─── Excerpt to read ───

Friday, January 23, 2015

Mrs Wilde diagnosed? Nah.

TeaAtTrianon links to a UK Guardian article on Mrs Oscar Wilde, saying that some South African doc has written an article saying she had Multiple Sclerosis not neurosyphilis of the spine.
color me skeptical.

Syphilis was called "the Great imitator" and few modern docs have seen tertiary syphilis. Ironically, one of the doctors penning the original article being reviewed is a South African. Now, one does see tertiary syphilis there, mainly because their social policies separated the men in mines and factories from their wives. Yet one does not see MS in black Africans. I believe the rate in white Africans is the same as in Europeans, but I'd have to look that up to be sure. So why does this doc have expertise in both diseases, since the populations are different and the diseases are treated by different subspecialists? (One, infectious disease specialist the other Neurologists).

Neurosyphilis was common back then, including spinal versions where only the spine was affected...and neuropathic pain and paralysis from heavy metal poisoning from medicines used to treat these diseases was also a problem. (some doctors think Isaak Dineson's leg pains and paralysis was from her treatment, not her syphilis, for example)...

Since the saying in medicine is "When you hear hoofbeats, think horses, not zebras", let me doubt the MS diagnosis, although I don't have access to all the symptoms, headache is not a symptom of MS, and I didn't see any reference to blindness or arm symptoms, which is seen in that disease. But without access to the original article, I can't be sure.

See the book Shakespeare's tremor and Orwell's cough.

─── Dataset excerpts ───

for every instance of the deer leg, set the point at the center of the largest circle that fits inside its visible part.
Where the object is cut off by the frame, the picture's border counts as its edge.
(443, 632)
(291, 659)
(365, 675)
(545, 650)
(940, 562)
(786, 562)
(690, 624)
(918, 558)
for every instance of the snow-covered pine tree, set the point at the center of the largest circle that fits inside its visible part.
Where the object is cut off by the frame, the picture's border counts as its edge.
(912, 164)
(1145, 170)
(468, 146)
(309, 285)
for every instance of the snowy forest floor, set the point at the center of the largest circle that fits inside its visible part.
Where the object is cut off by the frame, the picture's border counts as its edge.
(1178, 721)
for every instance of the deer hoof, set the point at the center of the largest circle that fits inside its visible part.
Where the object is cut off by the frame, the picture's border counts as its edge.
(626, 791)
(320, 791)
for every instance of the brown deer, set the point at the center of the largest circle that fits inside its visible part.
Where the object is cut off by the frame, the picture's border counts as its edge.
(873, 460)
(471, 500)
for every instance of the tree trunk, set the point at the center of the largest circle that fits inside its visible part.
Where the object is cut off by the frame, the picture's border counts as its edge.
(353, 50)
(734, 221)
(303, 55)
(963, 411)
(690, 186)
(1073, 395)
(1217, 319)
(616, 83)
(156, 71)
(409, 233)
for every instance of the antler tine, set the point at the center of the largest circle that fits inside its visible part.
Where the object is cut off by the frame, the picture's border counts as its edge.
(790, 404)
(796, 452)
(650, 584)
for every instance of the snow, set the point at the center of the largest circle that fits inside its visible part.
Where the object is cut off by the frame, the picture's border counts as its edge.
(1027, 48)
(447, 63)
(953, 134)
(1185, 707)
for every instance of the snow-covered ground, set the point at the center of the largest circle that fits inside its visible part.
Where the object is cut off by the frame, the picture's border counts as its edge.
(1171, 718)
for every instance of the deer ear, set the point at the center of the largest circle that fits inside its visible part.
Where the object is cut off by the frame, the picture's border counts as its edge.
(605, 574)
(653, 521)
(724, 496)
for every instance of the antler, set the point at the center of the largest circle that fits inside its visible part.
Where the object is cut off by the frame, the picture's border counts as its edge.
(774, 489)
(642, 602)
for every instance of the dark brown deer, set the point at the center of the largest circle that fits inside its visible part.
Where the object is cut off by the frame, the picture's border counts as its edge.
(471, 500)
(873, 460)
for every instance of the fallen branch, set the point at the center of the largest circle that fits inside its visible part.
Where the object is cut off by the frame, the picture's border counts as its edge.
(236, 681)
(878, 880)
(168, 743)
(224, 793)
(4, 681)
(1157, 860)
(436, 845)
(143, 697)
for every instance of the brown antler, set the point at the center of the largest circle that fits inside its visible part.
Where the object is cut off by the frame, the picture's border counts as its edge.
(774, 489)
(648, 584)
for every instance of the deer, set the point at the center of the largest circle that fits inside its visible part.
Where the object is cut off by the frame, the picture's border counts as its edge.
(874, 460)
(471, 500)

───

- **Explore the material**:
A: According to the blog post on Mrs Wilde's diagnosis, is each of these statements true? Answer yes or no for each, and quote the words that decide it: (i) headache is a symptom of MS; (ii) MS is not seen in black Africans; (iii) the writer had access to the original article.
B: Reproduce the part of the blog post starting at "Neurosyphilis was common" and ending at "can't be sure.".
Rely only on the blog post to complete what follows.

- **Answers given**:
A:
(i) No: "headache is not a symptom of MS"
(ii) Yes: "Yet one does not see MS in black Africans."
(iii) No: "But without access to the original article, I can't be sure."

B:
Neurosyphilis was common back then, including spinal versions where only the spine was affected...and neuropathic pain and paralysis from heavy metal poisoning from medicines used to treat these diseases was also a problem. (some doctors think Isaak Dineson's leg pains and paralysis was from her treatment, not her syphilis, for example)...

Since the saying in medicine is "When you hear hoofbeats, think horses, not zebras", let me doubt the MS diagnosis, although I don't have access to all the symptoms, headache is not a symptom of MS, and I didn't see any reference to blindness or arm symptoms, which is seen in that disease. But without access to the original article, I can't be sure.